Extract to read section start

Partial tandem duplication of mtDNA-tRNA(Phe) impairs mtDNA translation in late-onset mitochondrial myopathy

Abstract

An 80-year-old woman (PI) has been suffering of late onset progressive weakness and wasting of lower-limb muscles, accompanied by high creatine kinase levels in blood. A muscle biopsy, performed at 63 years, showed myopathic features with partial deficiency of cytochrome c oxidase. A second biopsy taken 7 years later confirmed the presence of a mitochondrial myopathy but also of vacuolar degeneration and other morphological features resembling inclusion body myopathy. Her 46-year-old daughter (PII) and 50-year-old son (PIII) are clinically normal, but the creatine kinase levels were moderately elevated and the EMG was consistently myopathic in both. Analysis of mitochondrial DNA sequence revealed in all three patients a novel, homoplasmic 15 bp tandem duplication adjacent to the 5' end of mitochondrial tRNA(Phe) gene, encompassing the first 11 nucleotides of this gene and the four terminal nucleotides of the adjacent D-loop region. Both mutant fibroblasts and cybrids showed low oxygen consumption rate, reduced mitochondrial protein synthesis, and decreased mitochondrial tRNA(Phe) amount. These findings are consistent with an unconventional pathogenic mechanism causing the tandem duplication to interfere with the maturation of the mitochondrial tRNA(Phe) transcript.

Fig. 1

Morphological analysis: PI muscle biopsies at 63 (A) and 70 (B) years of age. Panels a, d: H&E; note the fiber size variation and numerous centralized nuclei in a, with severe worsening in d. Panels b, e: Gomori trichrome; a pre-ragged red fiber is present in b, whereas several fibers contain rimmed vacuoles in e. Panel c, f: COX + SDH histochemistry; numerous SDH-positive, COX-depleted blue fibers are present in both samples. Magnification of panels A (a, b, c), referring to the first biopsy, is 20×. Magnification of panels B (d, e, f), referring to the second biopsy, is 40×, due to the scarcity of muscle tissue.

Fig. 2

MtDNA analysis: (A) Electropherogram and schematic representation of the 15 bp duplication. Arrows indicate the H1 and H2 promoters with the corresponding nucleotide positions. Underlined letters indicate the duplicated stretch. The same color code is used in the scheme and sequence letters to indicate the D-loop (ocre) and tRNA^Phe gene (lilac). (B) Scheme of the human mtDNA. Hooked arrows indicate the two promoters of the heavy strand (H₁, H₂) and that of the light strand (L₁). The mt-tRNAs are denominated as the corresponding aminoacid residues expressed in the single-letter code.

Extract to read section end

**Activity list**
1. Please copy out again, word for word, the part of the mitochondrial myopathy text that opens with the words containing "MtDNA analysis: (A)" and closes with "the single-letter code.".
2. Answer these questions on the mitochondrial myopathy text:
(a) At what age did the 80-year-old woman have her first muscle biopsy?
(b) What is the magnification of panels d, e and f in Fig. 1?
(c) In Fig. 2, which color marks the tRNA^Phe gene?

Provided material section start

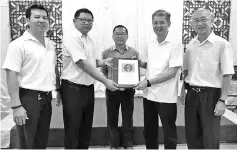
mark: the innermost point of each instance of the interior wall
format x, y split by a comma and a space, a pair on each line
5, 39
134, 14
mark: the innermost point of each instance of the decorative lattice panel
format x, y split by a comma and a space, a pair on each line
221, 10
18, 21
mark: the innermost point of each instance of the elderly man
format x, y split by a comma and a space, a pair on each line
125, 97
208, 68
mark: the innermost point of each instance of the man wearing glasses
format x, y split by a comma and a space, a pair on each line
78, 76
207, 69
125, 97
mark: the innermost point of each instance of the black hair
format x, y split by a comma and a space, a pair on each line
83, 10
120, 26
35, 6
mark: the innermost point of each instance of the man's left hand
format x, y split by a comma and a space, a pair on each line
141, 85
58, 99
108, 62
220, 108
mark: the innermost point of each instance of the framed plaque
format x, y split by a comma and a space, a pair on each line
125, 72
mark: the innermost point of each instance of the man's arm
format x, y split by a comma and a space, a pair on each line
13, 87
57, 77
19, 112
169, 74
142, 64
92, 71
225, 86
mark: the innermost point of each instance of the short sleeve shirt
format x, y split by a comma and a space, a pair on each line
161, 57
77, 46
208, 61
34, 62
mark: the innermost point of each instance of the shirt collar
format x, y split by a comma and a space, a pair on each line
167, 39
79, 34
126, 47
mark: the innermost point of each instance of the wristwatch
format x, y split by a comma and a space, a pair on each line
148, 83
221, 100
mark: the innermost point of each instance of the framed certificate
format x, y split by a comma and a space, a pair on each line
125, 72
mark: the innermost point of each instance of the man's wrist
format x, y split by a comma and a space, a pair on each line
148, 83
15, 107
221, 100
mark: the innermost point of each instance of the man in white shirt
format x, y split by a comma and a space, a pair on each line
78, 76
31, 76
207, 69
164, 59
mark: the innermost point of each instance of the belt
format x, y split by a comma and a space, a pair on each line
198, 89
78, 85
44, 93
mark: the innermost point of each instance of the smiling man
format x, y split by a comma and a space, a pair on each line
31, 76
208, 68
78, 77
123, 97
160, 86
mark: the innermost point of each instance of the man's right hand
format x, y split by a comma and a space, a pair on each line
111, 85
20, 116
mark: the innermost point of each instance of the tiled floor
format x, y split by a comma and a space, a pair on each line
139, 147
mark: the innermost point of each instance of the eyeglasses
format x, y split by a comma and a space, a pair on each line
202, 20
120, 34
84, 20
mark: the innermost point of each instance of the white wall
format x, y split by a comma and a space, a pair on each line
109, 13
233, 28
5, 39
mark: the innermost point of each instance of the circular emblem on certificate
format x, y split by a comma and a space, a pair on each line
128, 68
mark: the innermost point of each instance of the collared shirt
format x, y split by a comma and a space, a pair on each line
34, 62
161, 57
112, 52
208, 61
77, 46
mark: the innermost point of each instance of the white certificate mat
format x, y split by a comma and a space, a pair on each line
128, 72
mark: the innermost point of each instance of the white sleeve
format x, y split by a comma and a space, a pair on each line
14, 57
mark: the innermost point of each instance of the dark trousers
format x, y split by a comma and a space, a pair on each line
78, 111
34, 134
201, 126
168, 115
113, 101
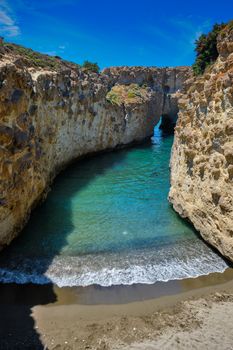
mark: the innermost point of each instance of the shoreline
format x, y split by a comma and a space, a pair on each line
110, 318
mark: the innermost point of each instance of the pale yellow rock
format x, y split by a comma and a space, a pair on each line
202, 155
50, 117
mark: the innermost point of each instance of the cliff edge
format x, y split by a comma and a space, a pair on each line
53, 112
202, 155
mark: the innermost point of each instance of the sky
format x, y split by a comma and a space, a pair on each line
113, 33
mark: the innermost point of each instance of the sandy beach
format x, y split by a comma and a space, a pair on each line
192, 313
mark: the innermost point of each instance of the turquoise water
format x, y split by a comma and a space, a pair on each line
107, 221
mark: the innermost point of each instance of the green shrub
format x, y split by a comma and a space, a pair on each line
206, 49
91, 67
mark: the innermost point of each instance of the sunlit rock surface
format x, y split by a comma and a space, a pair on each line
51, 113
202, 157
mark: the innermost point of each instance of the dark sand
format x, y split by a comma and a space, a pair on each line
137, 316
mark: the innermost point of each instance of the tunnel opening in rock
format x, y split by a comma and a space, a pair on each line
167, 123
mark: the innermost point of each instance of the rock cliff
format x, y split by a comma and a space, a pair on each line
52, 112
202, 156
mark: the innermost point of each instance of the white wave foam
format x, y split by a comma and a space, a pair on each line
145, 266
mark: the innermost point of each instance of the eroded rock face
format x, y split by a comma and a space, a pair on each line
50, 117
202, 156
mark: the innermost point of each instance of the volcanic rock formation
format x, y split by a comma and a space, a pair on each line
202, 156
52, 112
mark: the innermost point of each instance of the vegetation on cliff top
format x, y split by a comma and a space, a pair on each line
36, 59
206, 49
132, 93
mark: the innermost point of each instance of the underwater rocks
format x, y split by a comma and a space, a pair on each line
52, 115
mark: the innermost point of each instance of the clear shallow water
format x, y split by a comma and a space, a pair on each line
107, 221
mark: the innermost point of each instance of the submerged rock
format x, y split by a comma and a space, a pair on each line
52, 113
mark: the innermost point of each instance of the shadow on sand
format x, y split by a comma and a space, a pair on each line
17, 326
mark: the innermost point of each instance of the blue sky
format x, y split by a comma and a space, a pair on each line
147, 32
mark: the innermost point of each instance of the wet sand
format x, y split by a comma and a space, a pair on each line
138, 316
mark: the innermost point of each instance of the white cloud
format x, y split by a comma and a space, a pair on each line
8, 25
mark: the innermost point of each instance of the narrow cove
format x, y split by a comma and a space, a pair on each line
107, 222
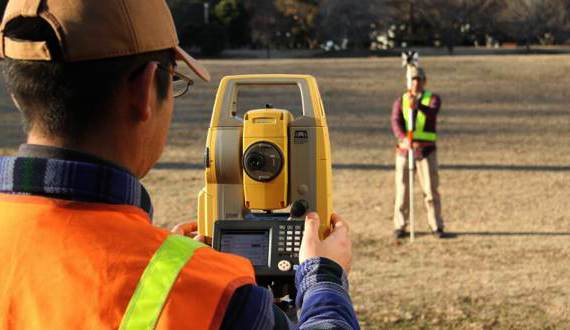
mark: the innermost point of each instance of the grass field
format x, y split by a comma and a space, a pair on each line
504, 156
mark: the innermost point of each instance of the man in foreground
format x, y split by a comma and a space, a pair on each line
425, 106
95, 82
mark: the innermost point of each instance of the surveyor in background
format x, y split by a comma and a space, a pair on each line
95, 81
426, 106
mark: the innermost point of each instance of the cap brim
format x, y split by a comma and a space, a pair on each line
198, 69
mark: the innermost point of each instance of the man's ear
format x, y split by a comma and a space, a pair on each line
142, 92
15, 102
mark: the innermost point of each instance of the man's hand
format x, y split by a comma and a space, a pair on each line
189, 229
337, 246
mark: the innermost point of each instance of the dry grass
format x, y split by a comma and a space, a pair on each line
505, 169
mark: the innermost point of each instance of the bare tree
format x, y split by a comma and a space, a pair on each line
452, 19
341, 19
303, 15
531, 20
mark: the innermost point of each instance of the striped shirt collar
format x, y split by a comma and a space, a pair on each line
87, 180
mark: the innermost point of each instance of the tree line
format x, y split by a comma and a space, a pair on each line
213, 25
369, 24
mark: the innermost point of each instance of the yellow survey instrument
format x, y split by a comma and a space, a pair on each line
267, 163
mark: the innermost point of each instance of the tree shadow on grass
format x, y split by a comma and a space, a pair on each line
510, 233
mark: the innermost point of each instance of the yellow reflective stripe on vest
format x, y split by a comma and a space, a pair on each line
159, 276
420, 118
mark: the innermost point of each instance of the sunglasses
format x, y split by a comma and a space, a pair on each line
180, 82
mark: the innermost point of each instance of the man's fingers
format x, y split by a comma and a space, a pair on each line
311, 225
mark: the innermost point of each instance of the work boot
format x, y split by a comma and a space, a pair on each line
400, 233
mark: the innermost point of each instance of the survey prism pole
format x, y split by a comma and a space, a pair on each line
411, 164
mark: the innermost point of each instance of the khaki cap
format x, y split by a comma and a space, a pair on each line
416, 72
97, 29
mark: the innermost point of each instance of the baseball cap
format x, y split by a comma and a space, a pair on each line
416, 72
97, 29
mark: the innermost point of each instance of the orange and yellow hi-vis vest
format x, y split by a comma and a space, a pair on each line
77, 265
419, 125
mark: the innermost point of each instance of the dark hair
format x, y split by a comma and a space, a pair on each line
65, 99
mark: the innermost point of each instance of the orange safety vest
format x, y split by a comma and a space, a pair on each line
75, 265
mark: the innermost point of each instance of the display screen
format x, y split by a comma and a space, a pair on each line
253, 245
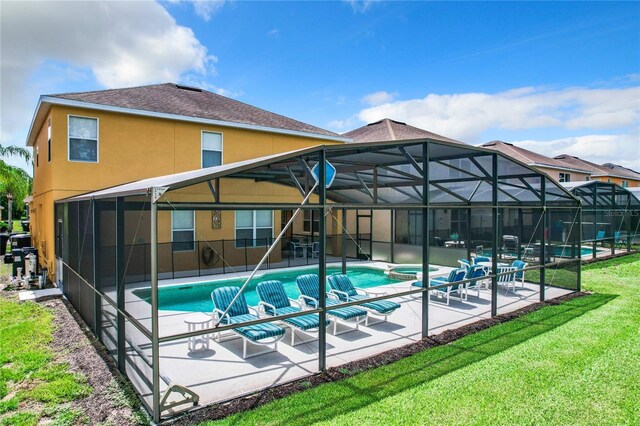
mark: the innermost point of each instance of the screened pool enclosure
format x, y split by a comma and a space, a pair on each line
610, 216
159, 268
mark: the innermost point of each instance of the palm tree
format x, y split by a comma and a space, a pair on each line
14, 181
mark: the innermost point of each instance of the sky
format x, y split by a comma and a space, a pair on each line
556, 78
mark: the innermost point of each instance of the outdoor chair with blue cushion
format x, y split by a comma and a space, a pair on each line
454, 276
342, 287
464, 263
274, 301
478, 274
259, 334
309, 295
520, 265
479, 259
507, 277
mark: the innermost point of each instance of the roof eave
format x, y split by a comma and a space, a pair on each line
52, 100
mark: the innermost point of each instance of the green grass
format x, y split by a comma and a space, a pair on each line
31, 380
573, 363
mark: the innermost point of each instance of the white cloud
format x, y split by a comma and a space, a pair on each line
120, 43
378, 98
465, 116
360, 6
618, 149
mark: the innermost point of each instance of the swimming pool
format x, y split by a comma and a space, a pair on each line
197, 297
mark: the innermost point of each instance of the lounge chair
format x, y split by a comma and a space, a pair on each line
454, 276
520, 265
342, 287
264, 334
507, 277
479, 259
476, 273
464, 263
274, 301
308, 285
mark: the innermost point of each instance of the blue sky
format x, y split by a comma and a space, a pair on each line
552, 77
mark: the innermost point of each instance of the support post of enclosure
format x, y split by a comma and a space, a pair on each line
425, 240
344, 241
155, 346
120, 275
322, 262
494, 226
543, 242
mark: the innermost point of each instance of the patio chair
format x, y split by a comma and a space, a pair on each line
308, 285
264, 334
454, 276
342, 287
479, 259
476, 273
464, 263
507, 277
274, 301
520, 265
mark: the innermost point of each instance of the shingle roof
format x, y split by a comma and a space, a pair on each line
391, 130
532, 158
170, 98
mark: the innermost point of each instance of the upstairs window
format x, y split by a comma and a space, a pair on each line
183, 231
83, 139
254, 228
211, 149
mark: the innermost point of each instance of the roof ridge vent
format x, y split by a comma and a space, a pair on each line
190, 88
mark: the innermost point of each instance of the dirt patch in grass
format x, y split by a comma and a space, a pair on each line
219, 411
112, 400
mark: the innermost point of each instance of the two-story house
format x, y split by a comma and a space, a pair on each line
87, 141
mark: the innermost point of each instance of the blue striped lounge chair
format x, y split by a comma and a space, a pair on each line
264, 334
475, 273
454, 276
274, 301
309, 294
479, 259
520, 265
342, 287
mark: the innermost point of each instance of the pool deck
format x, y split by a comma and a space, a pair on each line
220, 373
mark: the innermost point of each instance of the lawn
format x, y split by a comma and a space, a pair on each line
33, 385
573, 363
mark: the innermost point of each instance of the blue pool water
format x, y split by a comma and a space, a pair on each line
197, 297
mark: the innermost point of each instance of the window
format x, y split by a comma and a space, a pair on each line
307, 215
83, 139
183, 232
254, 228
49, 141
211, 149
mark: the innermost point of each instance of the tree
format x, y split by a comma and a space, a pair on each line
14, 182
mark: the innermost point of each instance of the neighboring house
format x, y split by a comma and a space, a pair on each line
391, 130
87, 141
606, 172
557, 169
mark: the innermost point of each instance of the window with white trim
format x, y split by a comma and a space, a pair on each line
565, 177
254, 228
211, 149
306, 225
183, 233
83, 139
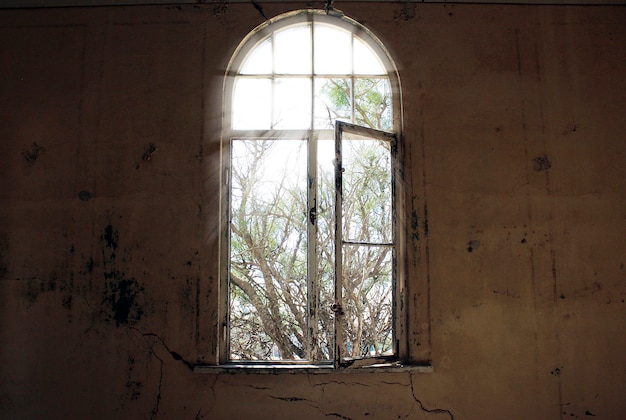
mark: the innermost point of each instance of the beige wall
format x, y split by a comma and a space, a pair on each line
516, 193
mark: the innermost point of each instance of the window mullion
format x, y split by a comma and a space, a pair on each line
338, 274
312, 278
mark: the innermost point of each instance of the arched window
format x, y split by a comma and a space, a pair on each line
310, 251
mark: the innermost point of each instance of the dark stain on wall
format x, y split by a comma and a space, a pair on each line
84, 195
32, 155
473, 245
541, 163
4, 248
122, 295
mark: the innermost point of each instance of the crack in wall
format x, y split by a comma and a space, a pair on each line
421, 405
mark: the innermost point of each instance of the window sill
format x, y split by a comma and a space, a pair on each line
236, 369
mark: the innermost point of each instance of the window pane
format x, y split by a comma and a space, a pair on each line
292, 103
332, 50
372, 103
268, 257
250, 103
292, 50
323, 347
332, 102
367, 301
365, 61
367, 201
260, 59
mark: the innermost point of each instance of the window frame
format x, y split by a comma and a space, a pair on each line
253, 39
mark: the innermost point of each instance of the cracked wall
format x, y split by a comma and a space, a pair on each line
109, 185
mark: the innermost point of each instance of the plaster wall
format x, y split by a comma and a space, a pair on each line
516, 214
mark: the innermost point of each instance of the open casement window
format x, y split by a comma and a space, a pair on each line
310, 263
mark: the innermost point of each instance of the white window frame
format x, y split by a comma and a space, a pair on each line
401, 351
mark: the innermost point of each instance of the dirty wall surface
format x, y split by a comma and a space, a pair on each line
515, 218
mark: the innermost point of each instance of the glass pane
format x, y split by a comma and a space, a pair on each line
372, 103
367, 201
367, 301
333, 99
365, 61
251, 101
260, 59
323, 346
292, 50
332, 50
268, 256
292, 103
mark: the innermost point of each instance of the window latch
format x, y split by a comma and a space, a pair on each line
313, 214
336, 308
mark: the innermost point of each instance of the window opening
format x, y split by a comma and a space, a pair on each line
311, 160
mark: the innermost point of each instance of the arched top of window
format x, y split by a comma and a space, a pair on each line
303, 70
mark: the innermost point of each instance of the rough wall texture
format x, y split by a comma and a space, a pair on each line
109, 178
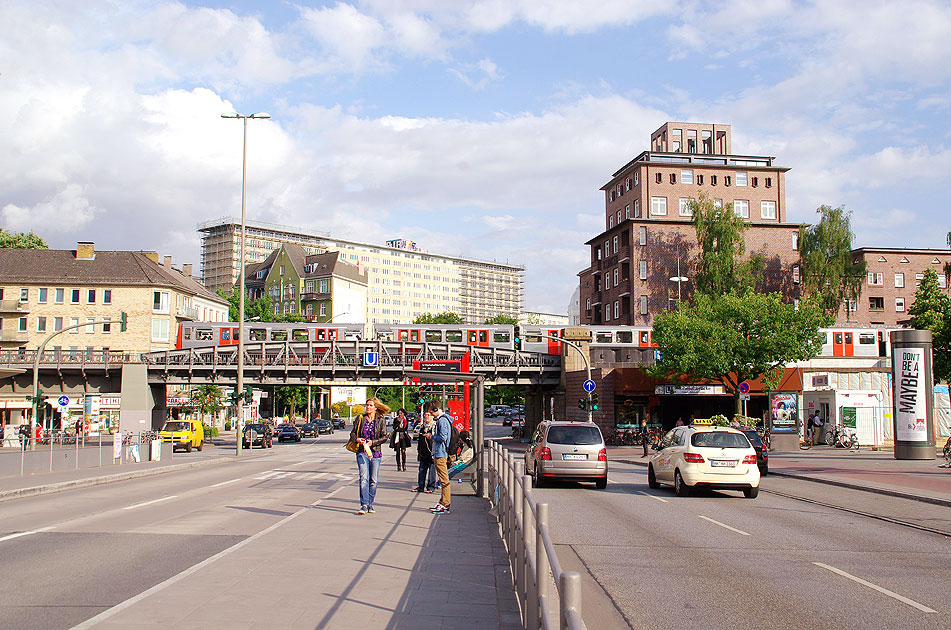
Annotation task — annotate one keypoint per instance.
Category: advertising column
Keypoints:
(913, 394)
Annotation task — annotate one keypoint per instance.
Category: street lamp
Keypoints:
(244, 187)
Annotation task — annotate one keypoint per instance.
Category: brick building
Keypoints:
(649, 240)
(893, 277)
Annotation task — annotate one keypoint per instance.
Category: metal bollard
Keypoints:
(542, 567)
(570, 597)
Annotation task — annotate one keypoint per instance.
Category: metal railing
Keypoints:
(535, 565)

Provided material section end

**Answers for the tasks**
1.
MtDNA analysis: (A) Electropherogram and schematic representation of the 15 bp duplication. Arrows indicate the H1 and H2 promoters with the corresponding nucleotide positions. Underlined letters indicate the duplicated stretch. The same color code is used in the scheme and sequence letters to indicate the D-loop (ocre) and tRNA^Phe gene (lilac). (B) Scheme of the human mtDNA. Hooked arrows indicate the two promoters of the heavy strand (H₁, H₂) and that of the light strand (L₁). The mt-tRNAs are denominated as the corresponding aminoacid residues expressed in the single-letter code.

2.
(a) 63 years
(b) 40×
(c) Lilac